((

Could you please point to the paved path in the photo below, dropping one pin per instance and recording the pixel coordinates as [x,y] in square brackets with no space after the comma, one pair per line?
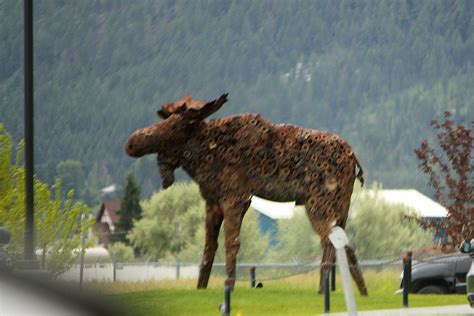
[464,309]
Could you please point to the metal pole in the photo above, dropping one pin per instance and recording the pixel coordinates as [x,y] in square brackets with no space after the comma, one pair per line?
[227,290]
[339,240]
[333,275]
[327,292]
[114,266]
[406,277]
[29,169]
[252,277]
[83,250]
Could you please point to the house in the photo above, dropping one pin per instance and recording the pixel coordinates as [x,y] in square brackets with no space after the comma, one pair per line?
[420,204]
[105,221]
[269,212]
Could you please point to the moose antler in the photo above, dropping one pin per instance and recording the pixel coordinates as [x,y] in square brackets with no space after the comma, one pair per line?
[192,109]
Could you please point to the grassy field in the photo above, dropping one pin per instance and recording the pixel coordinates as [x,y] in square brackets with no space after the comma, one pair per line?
[291,296]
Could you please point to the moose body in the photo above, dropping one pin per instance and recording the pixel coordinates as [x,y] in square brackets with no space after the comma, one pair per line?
[239,156]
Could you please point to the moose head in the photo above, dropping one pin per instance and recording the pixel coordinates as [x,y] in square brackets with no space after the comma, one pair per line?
[179,120]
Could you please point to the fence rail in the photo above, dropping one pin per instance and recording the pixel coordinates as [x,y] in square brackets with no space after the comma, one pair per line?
[146,271]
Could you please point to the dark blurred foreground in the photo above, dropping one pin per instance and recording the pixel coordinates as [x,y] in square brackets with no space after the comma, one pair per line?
[23,293]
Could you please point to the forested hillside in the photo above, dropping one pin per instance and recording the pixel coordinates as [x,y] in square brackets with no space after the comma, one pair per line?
[375,72]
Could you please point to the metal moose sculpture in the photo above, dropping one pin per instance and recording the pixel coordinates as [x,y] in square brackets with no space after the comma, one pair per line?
[239,156]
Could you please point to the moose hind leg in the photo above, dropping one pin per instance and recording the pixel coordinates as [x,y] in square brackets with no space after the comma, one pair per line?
[329,254]
[355,271]
[214,217]
[234,211]
[321,217]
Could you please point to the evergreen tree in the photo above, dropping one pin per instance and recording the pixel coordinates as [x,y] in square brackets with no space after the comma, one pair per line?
[130,210]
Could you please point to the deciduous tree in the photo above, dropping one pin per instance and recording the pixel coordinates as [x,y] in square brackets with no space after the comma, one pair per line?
[450,172]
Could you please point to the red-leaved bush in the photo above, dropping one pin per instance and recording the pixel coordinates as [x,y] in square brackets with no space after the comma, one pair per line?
[450,173]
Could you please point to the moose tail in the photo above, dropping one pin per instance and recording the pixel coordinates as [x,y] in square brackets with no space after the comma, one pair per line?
[360,174]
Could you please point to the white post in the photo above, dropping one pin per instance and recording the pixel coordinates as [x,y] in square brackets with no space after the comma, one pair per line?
[339,239]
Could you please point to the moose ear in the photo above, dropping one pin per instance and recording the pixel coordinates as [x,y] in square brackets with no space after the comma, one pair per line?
[200,113]
[169,108]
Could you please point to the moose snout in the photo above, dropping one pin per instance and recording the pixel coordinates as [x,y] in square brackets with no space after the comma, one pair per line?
[132,149]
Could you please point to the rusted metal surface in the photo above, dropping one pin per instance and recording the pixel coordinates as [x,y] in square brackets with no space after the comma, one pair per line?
[239,156]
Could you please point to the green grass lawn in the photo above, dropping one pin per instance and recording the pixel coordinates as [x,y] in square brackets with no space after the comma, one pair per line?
[292,296]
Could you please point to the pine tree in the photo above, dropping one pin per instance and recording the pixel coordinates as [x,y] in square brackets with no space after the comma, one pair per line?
[130,210]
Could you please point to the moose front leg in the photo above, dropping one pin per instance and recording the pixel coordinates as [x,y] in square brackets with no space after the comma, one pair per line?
[234,211]
[214,217]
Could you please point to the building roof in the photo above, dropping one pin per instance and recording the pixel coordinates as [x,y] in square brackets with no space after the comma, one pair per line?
[111,207]
[274,210]
[422,205]
[418,202]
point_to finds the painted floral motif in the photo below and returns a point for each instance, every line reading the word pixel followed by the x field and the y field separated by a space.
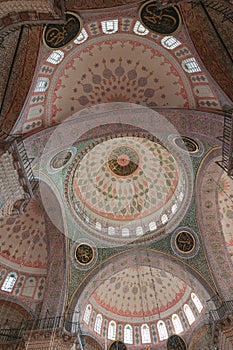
pixel 139 191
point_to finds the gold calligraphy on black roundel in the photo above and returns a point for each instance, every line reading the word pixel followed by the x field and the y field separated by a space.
pixel 117 345
pixel 175 342
pixel 84 254
pixel 187 144
pixel 185 241
pixel 166 21
pixel 56 36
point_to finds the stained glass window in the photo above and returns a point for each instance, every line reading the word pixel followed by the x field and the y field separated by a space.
pixel 110 27
pixel 189 314
pixel 56 57
pixel 128 334
pixel 152 226
pixel 98 323
pixel 112 330
pixel 139 230
pixel 9 282
pixel 162 330
pixel 139 29
pixel 42 84
pixel 81 37
pixel 87 314
pixel 197 302
pixel 177 324
pixel 170 43
pixel 145 332
pixel 190 65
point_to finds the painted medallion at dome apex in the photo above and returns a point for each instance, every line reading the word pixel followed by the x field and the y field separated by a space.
pixel 125 178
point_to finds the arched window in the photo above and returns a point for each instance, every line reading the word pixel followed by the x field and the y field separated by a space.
pixel 139 230
pixel 98 225
pixel 197 302
pixel 152 226
pixel 174 208
pixel 170 43
pixel 111 230
pixel 128 334
pixel 42 84
pixel 139 29
pixel 56 57
pixel 98 323
pixel 190 65
pixel 189 314
pixel 177 324
pixel 181 196
pixel 81 37
pixel 145 332
pixel 112 330
pixel 110 27
pixel 9 282
pixel 164 218
pixel 87 314
pixel 162 330
pixel 125 232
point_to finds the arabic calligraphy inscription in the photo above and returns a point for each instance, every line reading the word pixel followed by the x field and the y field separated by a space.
pixel 185 241
pixel 164 21
pixel 56 36
pixel 84 254
pixel 175 342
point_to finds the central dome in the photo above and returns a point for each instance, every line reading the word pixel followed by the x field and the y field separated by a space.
pixel 125 185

))

▸ What is expected
Repeat only the stretch of lines starting at the one containing "point_to finds the painted medallion" and running to the final line of the entries above.

▸ Written answer
point_to finds the painted medallion at dome apex in the photo above and returns a point for each instance, every line reading the word pixel followed by the x field and the y field separated by a space.
pixel 125 178
point_to finds the arched window in the photo above and returns a point for each instance, every line reading the word pixel followed by the x field and the y field separated by a space.
pixel 139 230
pixel 98 225
pixel 197 302
pixel 152 226
pixel 174 208
pixel 170 43
pixel 111 230
pixel 128 334
pixel 42 84
pixel 139 29
pixel 56 57
pixel 98 323
pixel 190 65
pixel 189 314
pixel 177 324
pixel 181 196
pixel 81 37
pixel 145 332
pixel 112 330
pixel 110 27
pixel 9 282
pixel 164 218
pixel 87 314
pixel 162 330
pixel 125 232
point_to finds the arabic calligraphy inscription in the photo above and returns a point for each instance, every line reading the word pixel followed by the x field and the y field separated by a space.
pixel 185 241
pixel 164 21
pixel 56 36
pixel 84 254
pixel 175 342
point_to finds the central dome in the photo above and returns a point for each instance, every line reading the word pixel followed by the x field and the y field separated by a space.
pixel 125 185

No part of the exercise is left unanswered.